++++ Sélection

L’Organisation des Nations Unies (ONU) qui suit attentivement l’évolution vers l’indépendance des territoires sous tutelle, s’active. En son sein, les pays débarrassés de la tutelle coloniale et qui émergent du tiers monde exigent que les élections législatives de septembre 1961 soient des élections libres. L’organisation internationale a installé une commission au Burundi, pour en contrôler le déroulement. L’ONU exige la liberté de mouvement pour tous les Burundais, donc aussi pour Rwagasore. Comme il y a des observateurs scrupuleux au Burundi même, comme la position de Bruxelles sur la scène internationale est très affaiblie en raison de son attitude dans la crise du Congo (le soutien à la sécession du Katanga notamment), le gouvernement belge change son fusil d’épaule. Bruxelles, qui donnait Rwagasore perdant suite à sa défaite lors des élections locales, décide de mettre un terme à sa politique «d’intervention ouverte et unilatérale dans la politique locale » (dixit l’ambassadeur Murray). Rwagasore ne rencontre plus aucun obstacle dans sa campagne électorale et remporte une grande victoire : l’UPRONA obtient 58 sièges, le PDC et le Front Commun 6 sièges seulement. C’est avec retard que le Ministre des Affaires étrangères Spaak reconnaît la défaite au Parlement belge: « Il faut le reconnaître : le parti qui a été soutenu par la tutelle, a été écrasé dans les élections .» Peu après les élections, le Parlement burundais vote la confiance au gouvernement formé par Louis Rwagasore.
L’assassinat
Le 13 octobre 1961, moins d’un mois après sa victoire électorale, seize jours après sa désignation comme Premier ministre, Louis Rwagasore est abattu à la terrasse d’un restaurant. L’auteur des faits est le ressortissant grec Jean Kageorgis (30 ans). Il a été engagé par un autre Grec, Michel Iatrou, riche homme d’affaires et membre influent du Parti démocrate-chrétien (PDC). Iatrou est « viscéralement ennemi de Lumumba » et considère Rwagasore comme « un future Lumumba Burundais ». L’assassin et ses commanditaires, parmi lesquels des dirigeants du PDC, sont très maladroits dans l’exécution de leur plan. Ils sont vite arrêtés et traduits en justice. Des magistrats belges de profession condamnent à mort Kageorgis avant l’indépendance. Il est exécuté. Les complices du PDC sont condamnés à de lourdes peines de prison. Après l’indépendance, le Burundi décide de refaire le procès, cette fois en présence d’un jury populaire, ce qui aboutit à la peine de mort et à l’exécution des cinq complices les plus importants : un Grec et quatre Burundais.

++++++++

> **Consignes de l'exercice**
D'après la sélection, répondez aux questions suivantes :
1. Combien de sièges l'UPRONA obtient-elle aux élections législatives de septembre 1961 ?
2. À quelle date Louis Rwagasore est-il abattu ?
3. Par qui Jean Kageorgis a-t-il été engagé ?
Répondez en vous fondant sur la sélection seule.

++++ Lignes de données

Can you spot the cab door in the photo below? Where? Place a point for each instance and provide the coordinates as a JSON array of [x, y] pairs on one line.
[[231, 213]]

++++++++

> **Résultat**
1. 58 sièges.
2. Le 13 octobre 1961.
3. Par Michel Iatrou, un Grec, riche homme d'affaires et membre influent du Parti démocrate-chrétien (PDC).